» Tasks to complete:
(A) Answer these questions from the forum thread about the puppy's coat spots, one line each:
(i) According to the thread title, how old is the dog?
(ii) On what part of Megan's body are the spots found?
(iii) What two things does Lisa ask about the spots?
(B) Reproduce the part of the forum thread about the puppy's coat spots that opens with the words containing "OMG ......DALMATION VIZSLA" and closes with "(Feb 18, 2009)".

# our 14 week old has dark spots on her coat only a few though !



## emmark (Sep 27, 2009)

hello fellow best dog in the world owners just a quick question our megan has a few dark spots about the size of your little finger nail all in her lower back she had them when we picked her as a pup (they all did) but they were very faint now shes getting darker you can see them.

is this a normal trait/will they go away ?


----------



## Crazy Kian (Aug 10, 2009)

maybe she is part dalmation ;D

Kian went through a change in his coat and he is still getting darker and might even have lighter patches.
I am sure it is nothing to be worried about... it's amazing how many variations this breed can have.


----------



## DragonTheRevolutionary (Feb 15, 2009)

Crazy said:


> maybe she is part dalmation ;D
> 
> Kian went through a change in his coat and he is still getting darker and might even have lighter patches.
> I am sure it is nothing to be worried about... it's amazing how many variations this breed can have.


OMG ......DALMATION VIZSLA MIX, its genius, imagine how awesome a vizsla would look with black spots all over, GOD I LOVE!!!!! ;D 

*is going insane*


----------



## Lisa (Feb 18, 2009)

Are you talking dark spots on the skin or dark spots in the fur? And how dark? I heard of variation in the fur colour but not the skin.

» Record excerpts:
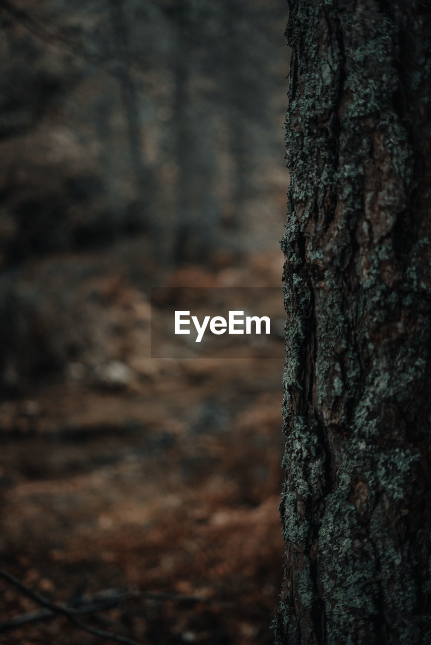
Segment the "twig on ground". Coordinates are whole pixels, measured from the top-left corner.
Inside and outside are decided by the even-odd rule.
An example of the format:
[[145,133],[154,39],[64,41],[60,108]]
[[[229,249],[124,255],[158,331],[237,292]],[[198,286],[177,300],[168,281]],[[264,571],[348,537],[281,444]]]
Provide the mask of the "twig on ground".
[[[83,631],[86,631],[89,634],[92,634],[94,636],[97,636],[101,639],[115,640],[116,642],[119,643],[124,643],[125,645],[139,645],[139,643],[137,643],[135,640],[128,639],[125,636],[120,636],[117,634],[111,633],[109,631],[105,631],[103,630],[95,630],[92,627],[89,627],[88,625],[81,622],[81,621],[76,617],[77,611],[73,608],[67,608],[65,605],[56,604],[54,602],[50,602],[39,593],[32,591],[31,589],[29,589],[28,587],[26,587],[25,584],[23,584],[23,583],[20,582],[19,580],[14,578],[13,575],[8,573],[7,571],[4,571],[3,569],[0,569],[0,577],[2,577],[8,582],[10,582],[10,584],[13,584],[17,588],[17,589],[19,589],[22,593],[28,596],[28,598],[30,598],[32,600],[34,600],[35,602],[37,602],[38,604],[45,607],[45,609],[49,610],[52,613],[65,616],[71,622],[72,622],[75,627],[82,630]],[[95,610],[95,611],[97,610]]]
[[0,569],[0,577],[8,582],[10,582],[35,602],[42,605],[45,608],[45,609],[37,610],[34,611],[27,611],[25,613],[15,616],[8,620],[0,622],[0,632],[6,631],[8,630],[17,629],[24,624],[37,622],[39,620],[46,620],[47,619],[55,618],[56,616],[61,615],[68,618],[77,627],[85,630],[90,633],[94,634],[95,636],[110,639],[113,640],[117,640],[119,642],[137,645],[134,640],[131,640],[125,637],[117,636],[115,634],[111,634],[108,632],[94,630],[91,627],[88,627],[81,622],[77,617],[83,616],[85,614],[95,613],[97,611],[115,607],[120,602],[123,602],[125,600],[135,600],[137,599],[172,601],[174,602],[190,602],[195,604],[210,604],[213,607],[217,607],[220,609],[237,609],[239,607],[236,602],[217,600],[212,598],[203,598],[201,596],[188,596],[183,594],[163,593],[156,591],[138,591],[132,590],[126,590],[121,591],[115,589],[106,589],[90,596],[83,596],[79,599],[77,602],[57,604],[51,602],[43,596],[37,593],[37,591],[34,591],[3,569]]

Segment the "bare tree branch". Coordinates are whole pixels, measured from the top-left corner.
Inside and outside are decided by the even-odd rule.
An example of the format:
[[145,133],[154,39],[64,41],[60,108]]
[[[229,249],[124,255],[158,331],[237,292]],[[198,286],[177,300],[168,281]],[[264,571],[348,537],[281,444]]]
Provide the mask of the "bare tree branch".
[[[43,596],[41,596],[37,591],[34,591],[25,585],[20,582],[19,580],[14,578],[13,575],[8,573],[7,571],[4,571],[3,569],[0,569],[0,577],[3,578],[5,580],[10,582],[13,584],[17,589],[19,589],[22,593],[28,596],[35,602],[37,602],[39,605],[42,605],[46,610],[49,610],[51,612],[54,614],[57,614],[59,615],[65,616],[71,622],[72,622],[75,627],[79,629],[82,630],[83,631],[86,631],[89,634],[92,634],[94,636],[97,636],[99,638],[105,639],[105,640],[115,640],[116,642],[125,643],[125,645],[139,645],[139,644],[135,640],[132,640],[131,639],[126,638],[125,636],[120,636],[117,634],[111,633],[109,631],[105,631],[103,630],[96,630],[92,627],[89,627],[88,625],[85,625],[81,620],[78,620],[76,617],[77,611],[73,608],[68,608],[64,605],[56,604],[54,602],[50,602],[50,600],[47,600]],[[95,610],[97,611],[97,610]]]

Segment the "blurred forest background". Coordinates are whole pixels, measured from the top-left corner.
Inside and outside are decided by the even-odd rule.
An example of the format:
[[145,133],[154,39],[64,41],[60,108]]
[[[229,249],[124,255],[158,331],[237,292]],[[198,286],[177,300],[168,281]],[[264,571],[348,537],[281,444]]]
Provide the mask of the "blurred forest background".
[[[0,6],[0,566],[56,602],[141,592],[83,619],[141,643],[272,641],[283,341],[278,361],[152,359],[148,301],[281,301],[286,13]],[[0,591],[1,622],[37,608]],[[96,642],[62,617],[0,633]]]

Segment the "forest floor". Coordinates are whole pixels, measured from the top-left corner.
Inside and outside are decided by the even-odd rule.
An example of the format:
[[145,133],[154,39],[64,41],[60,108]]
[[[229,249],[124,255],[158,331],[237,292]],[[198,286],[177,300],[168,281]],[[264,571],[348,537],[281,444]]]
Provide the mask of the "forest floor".
[[[262,256],[170,281],[280,284],[281,298],[279,264]],[[143,291],[106,272],[80,289],[99,306],[99,350],[92,341],[61,373],[0,404],[0,566],[57,602],[139,592],[83,618],[139,643],[271,642],[283,341],[279,360],[151,359]],[[2,621],[37,608],[6,582],[0,591]],[[0,633],[11,645],[97,642],[62,617]]]

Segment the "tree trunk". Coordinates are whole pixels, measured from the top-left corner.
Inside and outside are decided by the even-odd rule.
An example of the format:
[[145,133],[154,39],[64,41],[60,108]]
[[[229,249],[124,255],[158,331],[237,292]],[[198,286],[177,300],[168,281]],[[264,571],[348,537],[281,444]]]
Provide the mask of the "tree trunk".
[[431,642],[431,5],[290,0],[276,642]]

» Replies:
(A)
(i) 14 weeks old.
(ii) Her lower back.
(iii) Whether the spots are on the skin or in the fur, and how dark they are.

(B)
OMG ......DALMATION VIZSLA MIX, its genius, imagine how awesome a vizsla would look with black spots all over, GOD I LOVE!!!!! ;D 

*is going insane*


----------



## Lisa (Feb 18, 2009)